Copy the material below word for word, keeping every line as it stands. Leave out the pictures.

= = = = = = =

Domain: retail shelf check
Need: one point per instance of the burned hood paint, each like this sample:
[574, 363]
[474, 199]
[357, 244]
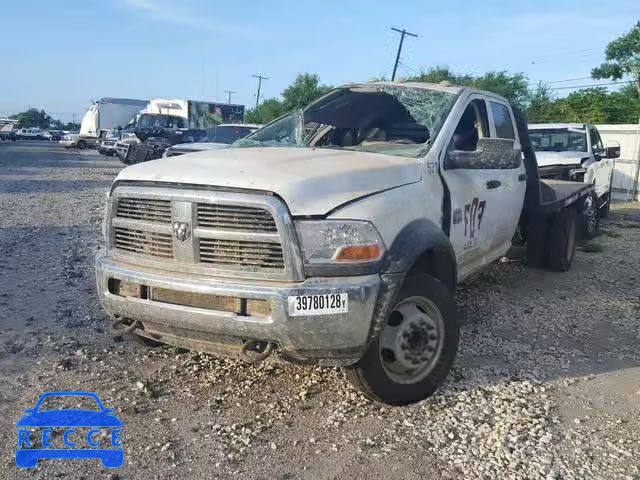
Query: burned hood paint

= = = = = = =

Exercise solution =
Domain: retail shelf check
Need: one point per instance of the burned hood paint, each like this sample:
[574, 363]
[474, 199]
[357, 244]
Query: burned hood paint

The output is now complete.